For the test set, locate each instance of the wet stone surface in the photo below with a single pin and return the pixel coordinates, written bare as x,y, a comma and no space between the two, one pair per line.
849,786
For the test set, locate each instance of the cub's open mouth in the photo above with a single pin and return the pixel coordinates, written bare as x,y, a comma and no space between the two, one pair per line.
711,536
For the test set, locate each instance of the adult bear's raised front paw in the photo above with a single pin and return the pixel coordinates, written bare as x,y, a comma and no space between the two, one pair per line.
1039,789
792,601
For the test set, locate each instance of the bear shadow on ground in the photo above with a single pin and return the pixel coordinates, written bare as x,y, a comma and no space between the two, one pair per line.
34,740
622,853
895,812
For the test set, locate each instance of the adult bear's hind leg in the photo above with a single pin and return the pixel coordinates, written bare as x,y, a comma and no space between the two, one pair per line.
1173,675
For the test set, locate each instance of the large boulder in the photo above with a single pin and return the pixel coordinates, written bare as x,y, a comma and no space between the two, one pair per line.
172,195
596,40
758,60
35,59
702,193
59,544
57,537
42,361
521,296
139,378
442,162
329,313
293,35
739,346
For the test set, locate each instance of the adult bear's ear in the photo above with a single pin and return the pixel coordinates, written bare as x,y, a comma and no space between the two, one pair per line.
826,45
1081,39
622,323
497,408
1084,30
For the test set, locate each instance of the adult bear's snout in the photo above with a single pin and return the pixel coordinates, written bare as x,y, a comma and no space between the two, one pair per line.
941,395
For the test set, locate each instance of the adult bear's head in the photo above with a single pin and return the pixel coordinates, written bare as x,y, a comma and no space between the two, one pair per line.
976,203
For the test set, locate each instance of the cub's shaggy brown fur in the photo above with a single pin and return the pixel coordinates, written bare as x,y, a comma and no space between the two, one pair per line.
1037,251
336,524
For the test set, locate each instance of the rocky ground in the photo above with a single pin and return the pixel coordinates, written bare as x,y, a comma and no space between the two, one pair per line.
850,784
· · · ·
Stated exercise: The whole listing above needs to be written out again exactly.

Task result:
For the test set, locate each instance of the wet stone surface in the photo below with a single pin and return the pixel coordinates, written bare as x,y, a comma and no space between the two, one pair per line.
849,786
For the test set, locate each instance of the cub's open mouth in the photo above with a single pin and return the pixel coordinates, written bare as x,y, a comma and no space between the two, one pair per line.
711,536
For the test set, locate each instance of the adult bear's raised front paw in the photo above with a single pin and return the pixel coordinates, written bare as x,y, a comma and no space between the two, one pair per line.
1039,789
792,601
For the test set, locate each instance of the bear shadow on ground in the photo above with a single pin and return the pixel coordinates, written bare as x,y, a comma and no space between the two, one pair per line.
34,740
622,853
895,812
For the test set, locate each instance of the adult bear's hind leg in the photo above with a single pin and return the pixel coordinates, written bare as x,y, a comma and no space between the two, one pair per line.
1173,675
For the test set, locate each instance of the large boulder in the photo above with a single pin and return the pixel coordinates, written bare as x,y, a comma and no space between the two, one pair per line.
172,195
596,40
758,60
35,59
702,193
59,544
57,537
42,361
521,296
139,378
442,162
329,313
293,35
739,346
For the test set, locate each instance of the adult bear's ear in the photo above with a single pin and return the pixel coordinates, written bare as x,y, a comma and no space between the two, one pair per line.
826,45
1081,39
622,323
497,408
1084,30
For the test set, locate each instance of the adult bear's snout in the photo above with a single pin and return the pixel coordinates, written bare as x,y, a comma and no space between the two, one pair per line.
941,395
For the test set, locate each instance of the adult bear's head in the photo above with a single pin and return the pixel coordinates, written bare as x,y, a comma and no space between the two, one pair per line.
976,203
For the test set, locate each instance of the cub's shaggy brown fur in the photo above with a single pin and return the pixel coordinates, written bare as x,y, a comma and no space between the two, one pair per line.
1037,251
336,524
For the test set, locate each instance of the rocky ground in the photo above with a single pin and return the pixel coordinates, written bare as x,y, a comma and no space between the two, one pair per line.
850,784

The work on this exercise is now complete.